> _Datos proporcionados_

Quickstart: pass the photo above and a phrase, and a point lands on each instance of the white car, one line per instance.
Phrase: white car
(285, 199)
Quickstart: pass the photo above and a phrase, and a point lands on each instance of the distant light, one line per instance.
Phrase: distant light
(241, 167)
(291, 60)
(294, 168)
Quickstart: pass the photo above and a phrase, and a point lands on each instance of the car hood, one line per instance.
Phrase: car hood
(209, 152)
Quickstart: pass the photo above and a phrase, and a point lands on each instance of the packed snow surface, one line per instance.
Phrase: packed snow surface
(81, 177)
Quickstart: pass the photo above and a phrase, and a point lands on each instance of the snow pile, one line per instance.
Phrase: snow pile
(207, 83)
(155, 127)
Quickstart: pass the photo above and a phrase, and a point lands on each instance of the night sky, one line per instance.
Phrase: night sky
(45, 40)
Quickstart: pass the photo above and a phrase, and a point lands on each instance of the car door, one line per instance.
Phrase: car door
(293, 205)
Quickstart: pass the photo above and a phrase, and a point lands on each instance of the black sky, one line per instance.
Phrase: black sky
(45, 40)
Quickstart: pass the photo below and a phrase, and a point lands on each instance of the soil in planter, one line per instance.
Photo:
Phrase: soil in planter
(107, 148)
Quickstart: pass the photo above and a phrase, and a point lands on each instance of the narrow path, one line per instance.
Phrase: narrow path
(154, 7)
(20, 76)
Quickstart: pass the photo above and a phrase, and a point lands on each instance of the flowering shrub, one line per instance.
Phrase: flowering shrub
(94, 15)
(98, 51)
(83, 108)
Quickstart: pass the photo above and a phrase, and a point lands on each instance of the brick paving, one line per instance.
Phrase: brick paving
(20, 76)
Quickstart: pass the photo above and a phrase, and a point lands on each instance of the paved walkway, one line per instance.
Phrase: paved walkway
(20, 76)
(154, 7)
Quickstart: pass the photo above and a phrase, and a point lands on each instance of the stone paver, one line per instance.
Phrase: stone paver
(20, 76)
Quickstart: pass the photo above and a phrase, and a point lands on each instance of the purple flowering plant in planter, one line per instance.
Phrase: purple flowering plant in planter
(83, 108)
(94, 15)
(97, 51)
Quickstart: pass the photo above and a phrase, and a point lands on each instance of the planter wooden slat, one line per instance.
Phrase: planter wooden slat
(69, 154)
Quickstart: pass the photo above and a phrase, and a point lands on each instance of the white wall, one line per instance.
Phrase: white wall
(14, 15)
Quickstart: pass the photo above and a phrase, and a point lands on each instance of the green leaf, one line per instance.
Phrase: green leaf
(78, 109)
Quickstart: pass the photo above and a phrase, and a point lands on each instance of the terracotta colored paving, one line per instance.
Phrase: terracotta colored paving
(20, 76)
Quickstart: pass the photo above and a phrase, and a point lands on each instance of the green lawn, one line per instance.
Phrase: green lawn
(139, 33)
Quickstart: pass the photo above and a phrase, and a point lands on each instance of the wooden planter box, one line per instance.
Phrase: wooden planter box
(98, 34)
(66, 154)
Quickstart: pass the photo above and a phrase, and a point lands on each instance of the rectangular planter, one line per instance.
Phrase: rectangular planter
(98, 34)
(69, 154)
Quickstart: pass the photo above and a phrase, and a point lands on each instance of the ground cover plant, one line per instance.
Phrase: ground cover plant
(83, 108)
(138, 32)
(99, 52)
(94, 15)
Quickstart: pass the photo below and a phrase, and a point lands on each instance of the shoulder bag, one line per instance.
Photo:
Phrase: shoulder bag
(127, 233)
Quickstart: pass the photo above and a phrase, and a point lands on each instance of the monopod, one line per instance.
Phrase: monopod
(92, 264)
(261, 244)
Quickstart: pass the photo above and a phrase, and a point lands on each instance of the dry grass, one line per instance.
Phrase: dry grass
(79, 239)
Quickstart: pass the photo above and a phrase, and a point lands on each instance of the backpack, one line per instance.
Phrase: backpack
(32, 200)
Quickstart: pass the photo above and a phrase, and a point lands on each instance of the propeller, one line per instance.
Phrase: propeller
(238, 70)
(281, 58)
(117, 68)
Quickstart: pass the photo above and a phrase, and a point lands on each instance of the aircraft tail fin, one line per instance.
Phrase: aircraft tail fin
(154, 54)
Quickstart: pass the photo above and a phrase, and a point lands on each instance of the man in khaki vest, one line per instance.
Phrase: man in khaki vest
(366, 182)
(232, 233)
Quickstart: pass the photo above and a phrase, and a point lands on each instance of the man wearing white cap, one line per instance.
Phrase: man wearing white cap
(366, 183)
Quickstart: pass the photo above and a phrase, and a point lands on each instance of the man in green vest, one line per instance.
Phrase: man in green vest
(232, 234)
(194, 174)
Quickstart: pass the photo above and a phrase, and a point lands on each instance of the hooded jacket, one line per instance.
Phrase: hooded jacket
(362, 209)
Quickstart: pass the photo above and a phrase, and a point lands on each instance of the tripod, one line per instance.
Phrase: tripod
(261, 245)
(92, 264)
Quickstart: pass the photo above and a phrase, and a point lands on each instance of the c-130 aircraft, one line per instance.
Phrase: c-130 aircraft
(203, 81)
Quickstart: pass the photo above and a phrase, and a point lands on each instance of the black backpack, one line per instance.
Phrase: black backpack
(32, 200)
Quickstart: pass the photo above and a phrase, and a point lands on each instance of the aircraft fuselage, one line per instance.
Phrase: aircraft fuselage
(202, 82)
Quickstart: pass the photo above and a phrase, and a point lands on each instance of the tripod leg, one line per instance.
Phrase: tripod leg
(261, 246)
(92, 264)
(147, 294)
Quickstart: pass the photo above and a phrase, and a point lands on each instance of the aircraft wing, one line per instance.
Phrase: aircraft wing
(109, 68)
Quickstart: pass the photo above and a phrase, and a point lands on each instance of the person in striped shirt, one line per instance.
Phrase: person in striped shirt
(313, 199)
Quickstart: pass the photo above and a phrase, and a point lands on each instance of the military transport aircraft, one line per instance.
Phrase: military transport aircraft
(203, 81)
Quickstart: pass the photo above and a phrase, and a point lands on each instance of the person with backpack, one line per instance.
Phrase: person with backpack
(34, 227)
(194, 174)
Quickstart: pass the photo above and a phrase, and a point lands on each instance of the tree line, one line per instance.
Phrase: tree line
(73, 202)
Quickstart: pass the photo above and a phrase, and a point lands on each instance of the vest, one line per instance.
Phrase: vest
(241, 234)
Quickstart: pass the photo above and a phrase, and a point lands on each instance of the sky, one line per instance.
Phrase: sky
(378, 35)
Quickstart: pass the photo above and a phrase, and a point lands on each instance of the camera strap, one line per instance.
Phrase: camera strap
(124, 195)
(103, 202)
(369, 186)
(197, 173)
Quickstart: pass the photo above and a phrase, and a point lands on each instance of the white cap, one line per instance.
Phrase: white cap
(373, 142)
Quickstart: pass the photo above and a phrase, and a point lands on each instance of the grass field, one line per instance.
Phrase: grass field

> _Objetivo_
Convierte todas las líneas del listado anterior en una lista numerada y omite las líneas en blanco.

> _Resultado_
1. Quickstart: pass the photo above and a phrase, and a point lands on each instance of the white car, one line per instance.
2. Phrase: white car
3. (285, 199)
4. Quickstart: pass the photo above and a phrase, and a point lands on each instance of the distant light, one line per instance.
5. Phrase: distant light
6. (241, 167)
7. (291, 60)
8. (294, 168)
9. Quickstart: pass the photo above and a phrase, and a point lands on each instance of the car hood, one line per instance.
10. Phrase: car hood
11. (209, 152)
12. Quickstart: pass the photo above and a phrase, and a point lands on each instance of the packed snow surface, one line per instance.
13. Phrase: packed snow surface
14. (81, 177)
15. Quickstart: pass the photo above and a phrase, and a point lands on each instance of the snow pile, one line per instance.
16. Phrase: snow pile
17. (207, 83)
18. (155, 127)
19. Quickstart: pass the photo above and a phrase, and a point lands on each instance of the night sky, one line per instance.
20. Phrase: night sky
21. (45, 40)
22. Quickstart: pass the photo above and a phrase, and a point lands on each instance of the car door, one line per instance.
23. Phrase: car door
24. (293, 205)
25. Quickstart: pass the photo above and a phrase, and a point lands on each instance of the black sky, one line per instance.
26. Phrase: black sky
27. (45, 40)
28. Quickstart: pass the photo below and a phrase, and a point lands on each instance of the soil in planter, one line per instance.
29. Photo:
30. Phrase: soil in planter
31. (107, 148)
32. Quickstart: pass the photo above and a phrase, and a point lands on each instance of the narrow path, one line per instance.
33. Phrase: narrow path
34. (154, 7)
35. (20, 76)
36. Quickstart: pass the photo above and a phrase, and a point lands on each instance of the flowering shrub, one line per instance.
37. Phrase: flowering shrub
38. (94, 15)
39. (98, 51)
40. (83, 108)
41. Quickstart: pass the photo above and a phrase, and a point lands on each instance of the brick paving, one line per instance.
42. Phrase: brick paving
43. (20, 76)
44. Quickstart: pass the photo above and a phrase, and a point lands on each instance of the paved walkway, one line per instance.
45. Phrase: paved walkway
46. (20, 76)
47. (154, 7)
48. Quickstart: pass the photo above and a phrase, and a point lands on each instance of the stone paver, one line per instance.
49. Phrase: stone paver
50. (20, 76)
51. Quickstart: pass the photo above and a phrase, and a point lands on each instance of the purple flowering plant in planter, one line per instance.
52. Phrase: purple flowering plant in planter
53. (83, 108)
54. (94, 15)
55. (97, 51)
56. Quickstart: pass the photo above and a phrase, and a point lands on each instance of the planter wooden slat, one line per instance.
57. Phrase: planter wooden slat
58. (69, 154)
59. Quickstart: pass the photo above and a phrase, and a point lands on each instance of the white wall, one line per instance.
60. Phrase: white wall
61. (14, 15)
62. Quickstart: pass the photo above and a phrase, and a point lands on each instance of the green leaf, one line per instance.
63. Phrase: green leaf
64. (78, 109)
65. Quickstart: pass the photo above and a phrase, and a point lands on each instance of the terracotta colored paving, one line per instance.
66. Phrase: terracotta colored paving
67. (20, 76)
68. Quickstart: pass the photo above and a phrase, and a point lands on each instance of the green lawn, one line per instance.
69. Phrase: green lawn
70. (139, 33)
71. Quickstart: pass the photo above and a phrase, and a point lands on each instance of the wooden planter box, one line per instance.
72. Phrase: wooden planter box
73. (98, 34)
74. (66, 154)
75. Quickstart: pass the photo above and a phrase, and a point lands on each instance of the rectangular planter, one line per instance.
76. Phrase: rectangular planter
77. (98, 34)
78. (69, 154)
79. Quickstart: pass the photo above and a phrase, and a point lands on each instance of the ground cover plant, one line per instance.
80. Phrase: ground cover plant
81. (83, 108)
82. (138, 32)
83. (99, 52)
84. (94, 15)
85. Quickstart: pass the photo below and a phrase, and a point lands on each instance of the shoulder bag, one line per instance.
86. Photo:
87. Phrase: shoulder bag
88. (127, 233)
89. Quickstart: pass the photo above and a phrase, and a point lands on each instance of the monopod, one line per instance.
90. Phrase: monopod
91. (92, 264)
92. (261, 244)
93. Quickstart: pass the photo above and a phrase, and a point lands on each instance of the dry grass, one line per instance.
94. Phrase: dry grass
95. (79, 239)
96. Quickstart: pass the photo above and a phrase, and a point lands on each instance of the backpack, one line per instance.
97. Phrase: backpack
98. (32, 200)
99. Quickstart: pass the photo above and a phrase, and a point lands on each instance of the propeller, one line per instance.
100. Phrase: propeller
101. (238, 70)
102. (281, 58)
103. (117, 68)
104. Quickstart: pass the photo above and a phrase, and a point lands on each instance of the aircraft tail fin, one line per instance.
105. Phrase: aircraft tail fin
106. (154, 54)
107. Quickstart: pass the photo above and a phrase, and a point lands on each instance of the man in khaki vest, one line per instance.
108. Phrase: man in khaki vest
109. (366, 182)
110. (232, 233)
111. Quickstart: pass the photo above and a phrase, and a point lands on each instance of the man wearing white cap, one line per instance.
112. Phrase: man wearing white cap
113. (366, 183)
114. Quickstart: pass the photo above and a phrase, and a point lands on each instance of the man in green vest, one line per instance.
115. Phrase: man in green vest
116. (232, 234)
117. (194, 174)
118. Quickstart: pass the photo above and a phrase, and a point lands on each instance of the hooded jacket, one line per instance.
119. Phrase: hooded jacket
120. (362, 209)
121. Quickstart: pass the photo above and a phrase, and a point lands on each instance of the tripod, one line per instance.
122. Phrase: tripod
123. (261, 245)
124. (92, 264)
125. Quickstart: pass the photo above and a phrase, and a point lands on each instance of the c-130 aircraft, one line per instance.
126. Phrase: c-130 aircraft
127. (203, 81)
128. Quickstart: pass the photo above and a phrase, and a point lands on each instance of the black backpack, one line per instance.
129. Phrase: black backpack
130. (32, 200)
131. Quickstart: pass the photo above and a phrase, and a point lands on each instance of the aircraft fuselage, one line per instance.
132. Phrase: aircraft fuselage
133. (202, 82)
134. Quickstart: pass the photo above and a phrase, and a point lands on each instance of the tripod leg, one line per instance.
135. Phrase: tripod leg
136. (261, 246)
137. (92, 264)
138. (147, 294)
139. Quickstart: pass the photo above and a phrase, and a point lands on each instance of the aircraft wing, one line per instance.
140. Phrase: aircraft wing
141. (109, 68)
142. Quickstart: pass the photo above and a phrase, and a point lands on each instance of the person in striped shirt, one line per instance.
143. Phrase: person in striped shirt
144. (313, 199)
145. Quickstart: pass the photo above and a phrase, and a point lands on each instance of the military transport aircraft, one line per instance.
146. Phrase: military transport aircraft
147. (203, 81)
148. Quickstart: pass the photo above and a phrase, and a point lands on each instance of the person with backpack, one line per instance.
149. Phrase: person with backpack
150. (34, 227)
151. (194, 174)
152. Quickstart: pass the photo above and a phrase, and a point lands on each instance of the tree line, one line per instance.
153. Phrase: tree line
154. (73, 202)
155. Quickstart: pass the photo above and a phrase, and a point lands on each instance of the vest, one line per instance.
156. Phrase: vest
157. (241, 234)
158. Quickstart: pass the photo above and a phrase, and a point lands on each instance of the sky, one line per instance.
159. Phrase: sky
160. (378, 35)
161. Quickstart: pass the photo above and a phrase, and a point lands on each instance of the camera strap, one line per instance.
162. Phrase: camera strap
163. (124, 195)
164. (103, 202)
165. (369, 186)
166. (197, 173)
167. Quickstart: pass the photo above and a phrase, and a point lands on each instance of the white cap, one line per instance.
168. Phrase: white cap
169. (373, 142)
170. Quickstart: pass the photo above and a phrase, and a point lands on each instance of the grass field, one line per instance.
171. Phrase: grass field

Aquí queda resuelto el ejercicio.